-- Supplied text start --

Even so, you might say, on September 24, 2008, John McCain suspended his presidential campaign with the selfless objective to pass emergency legislation to “protect taxpayers and homeowners,” so the government must know what it’s doing, right? What America got in September 2008 were the TARP bailouts which, given the situation of the mortgage market today, haven’t done squat to “protect homeowners.” Given the government’s miserable record of attempting to provide affordable housing, who in the world expects more government intervention to save homeowners this time around? You can’t save a drowning person by throwing more water on him, nor can you save a government-manipulated economy with more government intervention.
The free market is the best tool to save the housing market and actually provide affordable housing for those who need it. Allowing liquidation of the housing market is necessary and would bring a short-term correction, but it would end the ongoing misery homeowners are experiencing due to government manipulation in the first place. Housing prices would drop to levels most potential homeowners could actually afford, and it wouldn’t require one dollar of government intervention.
For a true recovery to take place you don’t need increased government spending, intervention, or control; all that’s needed is a return to the free market, where individuals will manage their lives and economic decisions far better than any politician or bureaucrat in Washington D.C. The free market is the only option for a sustainable, lasting, and prosperous recovery.

-- Supplied text end --

__Things to do__:
**a.** Answer these questions using the housing market passage, one answer per line:
(i) On what date did John McCain suspend his presidential campaign?
(ii) What did America get in September 2008?
(iii) To what level would housing prices drop if the housing market were allowed to liquidate?
**b.** Reproduce the part of the housing market passage that opens with the words containing "The free market is the best" and closes with "and prosperous recovery.".
The records have no role in this.

-- Dataset rows start --

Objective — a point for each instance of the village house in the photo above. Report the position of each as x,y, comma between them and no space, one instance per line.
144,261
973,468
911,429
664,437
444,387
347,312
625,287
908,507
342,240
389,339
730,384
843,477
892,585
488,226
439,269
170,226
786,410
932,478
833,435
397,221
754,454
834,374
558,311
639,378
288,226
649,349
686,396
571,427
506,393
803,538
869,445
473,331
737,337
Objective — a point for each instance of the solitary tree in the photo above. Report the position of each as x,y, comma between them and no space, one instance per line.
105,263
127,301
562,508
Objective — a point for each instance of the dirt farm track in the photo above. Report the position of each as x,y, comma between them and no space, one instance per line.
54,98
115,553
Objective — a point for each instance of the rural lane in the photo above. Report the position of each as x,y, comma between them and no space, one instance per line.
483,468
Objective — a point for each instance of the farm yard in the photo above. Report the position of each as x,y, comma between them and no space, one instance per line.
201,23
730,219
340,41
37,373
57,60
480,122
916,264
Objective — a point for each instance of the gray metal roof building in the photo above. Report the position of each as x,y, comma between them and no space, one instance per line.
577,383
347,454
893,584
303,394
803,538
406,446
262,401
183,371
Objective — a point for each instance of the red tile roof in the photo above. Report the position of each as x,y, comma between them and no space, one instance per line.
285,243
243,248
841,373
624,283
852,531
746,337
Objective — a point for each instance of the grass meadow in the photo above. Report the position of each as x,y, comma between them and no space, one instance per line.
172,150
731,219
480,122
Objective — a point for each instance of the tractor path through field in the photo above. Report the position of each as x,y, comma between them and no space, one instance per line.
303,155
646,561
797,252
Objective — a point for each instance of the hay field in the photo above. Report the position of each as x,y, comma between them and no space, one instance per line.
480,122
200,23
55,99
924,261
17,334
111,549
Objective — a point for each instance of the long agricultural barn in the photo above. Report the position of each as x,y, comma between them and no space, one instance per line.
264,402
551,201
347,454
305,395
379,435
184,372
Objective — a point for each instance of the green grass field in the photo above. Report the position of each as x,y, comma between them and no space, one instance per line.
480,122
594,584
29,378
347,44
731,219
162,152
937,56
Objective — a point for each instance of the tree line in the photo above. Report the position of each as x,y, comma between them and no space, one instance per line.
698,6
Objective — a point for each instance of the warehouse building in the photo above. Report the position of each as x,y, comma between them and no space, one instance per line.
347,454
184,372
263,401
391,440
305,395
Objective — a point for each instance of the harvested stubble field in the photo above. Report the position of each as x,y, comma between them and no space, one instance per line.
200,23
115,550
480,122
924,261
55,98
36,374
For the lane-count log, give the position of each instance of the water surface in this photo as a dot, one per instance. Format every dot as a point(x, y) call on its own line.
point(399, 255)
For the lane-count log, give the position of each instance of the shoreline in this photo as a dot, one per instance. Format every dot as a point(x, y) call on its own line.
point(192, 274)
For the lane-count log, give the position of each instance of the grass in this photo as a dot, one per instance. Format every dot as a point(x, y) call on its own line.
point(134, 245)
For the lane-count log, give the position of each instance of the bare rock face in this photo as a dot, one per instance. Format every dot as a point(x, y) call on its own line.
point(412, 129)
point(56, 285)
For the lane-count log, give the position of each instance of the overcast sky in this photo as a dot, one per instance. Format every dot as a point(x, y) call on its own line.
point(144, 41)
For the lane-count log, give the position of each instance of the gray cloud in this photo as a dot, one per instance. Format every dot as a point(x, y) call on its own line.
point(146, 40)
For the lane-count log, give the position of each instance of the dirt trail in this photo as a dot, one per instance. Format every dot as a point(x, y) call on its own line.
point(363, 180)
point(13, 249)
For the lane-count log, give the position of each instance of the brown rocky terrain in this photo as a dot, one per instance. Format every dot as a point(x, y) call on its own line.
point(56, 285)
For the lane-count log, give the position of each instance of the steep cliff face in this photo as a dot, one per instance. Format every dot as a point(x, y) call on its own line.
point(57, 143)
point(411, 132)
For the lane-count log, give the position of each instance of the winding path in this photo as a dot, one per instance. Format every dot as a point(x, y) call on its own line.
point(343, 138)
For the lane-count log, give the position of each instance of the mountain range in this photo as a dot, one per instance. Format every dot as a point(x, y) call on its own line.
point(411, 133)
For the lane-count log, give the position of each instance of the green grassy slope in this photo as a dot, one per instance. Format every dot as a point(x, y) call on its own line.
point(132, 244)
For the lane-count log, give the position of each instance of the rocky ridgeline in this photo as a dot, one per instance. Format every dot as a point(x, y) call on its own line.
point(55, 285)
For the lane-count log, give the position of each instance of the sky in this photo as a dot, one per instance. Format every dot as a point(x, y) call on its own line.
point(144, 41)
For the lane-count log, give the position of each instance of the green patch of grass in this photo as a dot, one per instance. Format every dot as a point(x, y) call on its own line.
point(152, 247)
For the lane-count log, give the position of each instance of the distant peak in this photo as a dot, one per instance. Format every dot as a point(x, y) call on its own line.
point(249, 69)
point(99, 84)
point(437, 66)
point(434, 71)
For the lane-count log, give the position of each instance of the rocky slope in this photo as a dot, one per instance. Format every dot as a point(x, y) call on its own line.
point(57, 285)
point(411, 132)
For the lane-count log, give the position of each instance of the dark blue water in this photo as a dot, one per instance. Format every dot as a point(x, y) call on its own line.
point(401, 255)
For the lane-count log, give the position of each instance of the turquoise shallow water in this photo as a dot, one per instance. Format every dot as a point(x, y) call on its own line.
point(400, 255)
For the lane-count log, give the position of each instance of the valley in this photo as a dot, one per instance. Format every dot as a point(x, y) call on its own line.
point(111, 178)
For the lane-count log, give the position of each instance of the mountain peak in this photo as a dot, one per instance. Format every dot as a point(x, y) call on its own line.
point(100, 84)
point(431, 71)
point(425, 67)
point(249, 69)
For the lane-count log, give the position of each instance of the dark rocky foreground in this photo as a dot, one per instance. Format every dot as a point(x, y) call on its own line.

-- Dataset rows end --

__Expected responses__:
**a.**
(i) September 24, 2008
(ii) The TARP bailouts
(iii) To levels most potential homeowners could actually afford

**b.**
The free market is the best tool to save the housing market and actually provide affordable housing for those who need it. Allowing liquidation of the housing market is necessary and would bring a short-term correction, but it would end the ongoing misery homeowners are experiencing due to government manipulation in the first place. Housing prices would drop to levels most potential homeowners could actually afford, and it wouldn’t require one dollar of government intervention.
For a true recovery to take place you don’t need increased government spending, intervention, or control; all that’s needed is a return to the free market, where individuals will manage their lives and economic decisions far better than any politician or bureaucrat in Washington D.C. The free market is the only option for a sustainable, lasting, and prosperous recovery.